Text shown:
--- --- ---

In 2006 the Ministry of Panchayati Raj named Balaghat one of the country's 250 most backward districts (out of a total of 640). It is one of the 24 districts in Madhya Pradesh currently receiving funds from the Backward Regions Grant Fund Programme (BRGF).

==Divisions==

Administratively, the district is divided into eleven development blocks/Tehsils viz : Balaghat, Baihar, Birsa, Paraswada, Katangi, Waraseoni, Lalbarra, Khairlanji, Lanji, Kirnapur, Tirodi and Lamta.

==Transport==
The Jabalpur–Balaghat section of South East Central Railway runs north to south through the district, along the valley of the Satpura Mountains and Wainganga River valley . The line was formerly narrow gauge for its entire length, but the section between Balaghat to Gondia was converted to broad gauge in 2005–06, connecting Balaghat to India's national broad gauge network for the first time. Work is underway to convert the Balaghat–Jabalpur section to broad gauge as well which is complete now and trains run from Vidisha to Gondia. A broad-gauge line runs to west from Balaghat to Katangi. And there is a line to Bharveli for manganese transport

Balaghat is directly connected by bus with larger cities such as Bhopal, Nagpur, Indore Jabalpur, Sagar, Raipur, Durg etc.

==Demographics==

According to the 2011 census Balaghat district has a population of 1,701,698, roughly equal to the nation of The Gambia or the US state of Nebraska. This gives it a ranking of 288th in India (out of a total of 640). The district has a population density of 184 PD/sqkm. Its population growth rate over the decade 2001–11 was 13.56%. Balaghat has a sex ratio of 1021 females for every 1000 males, and a literacy rate of 78.29%. 14.39% of the population lives in urban areas.

The major Hindu castes include Powar, Brahmin, Rajput, Lodhi, Kunbi, Teli etc.

Scheduled Castes and Scheduled Tribes made up 125,426 (7.37%) and 383,026 (22.51%) of the population respectively.

Hindus are 89.29%, Buddhists are 4.24% and Muslims are 2.26%. Other religions (mainly tribal tradition) is 3.41%.

At the time of the 2011 census of India, 40.85% of the population in the district spoke Hindi, 16.41% Marathi, 9.64% Powari, 9.35% Gondi, 5.33% Chhattisgarhi, 5.22% Lodhi and 1.18% Kalari as their first language. 9.55% of the population spoke another variety classed under Hindi.

--- --- ---

Give again, word for word, the part of the Balaghat district text that opens with the words containing "According to the" and closes with "Kunbi, Teli etc.". Rely only on the Balaghat district text for this work.

--- --- ---

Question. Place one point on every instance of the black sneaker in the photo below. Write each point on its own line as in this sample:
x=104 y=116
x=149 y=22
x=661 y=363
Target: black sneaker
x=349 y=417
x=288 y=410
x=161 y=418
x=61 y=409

--- --- ---

Solution for this task:
According to the 2011 census Balaghat district has a population of 1,701,698, roughly equal to the nation of The Gambia or the US state of Nebraska. This gives it a ranking of 288th in India (out of a total of 640). The district has a population density of 184 PD/sqkm. Its population growth rate over the decade 2001–11 was 13.56%. Balaghat has a sex ratio of 1021 females for every 1000 males, and a literacy rate of 78.29%. 14.39% of the population lives in urban areas.

The major Hindu castes include Powar, Brahmin, Rajput, Lodhi, Kunbi, Teli etc.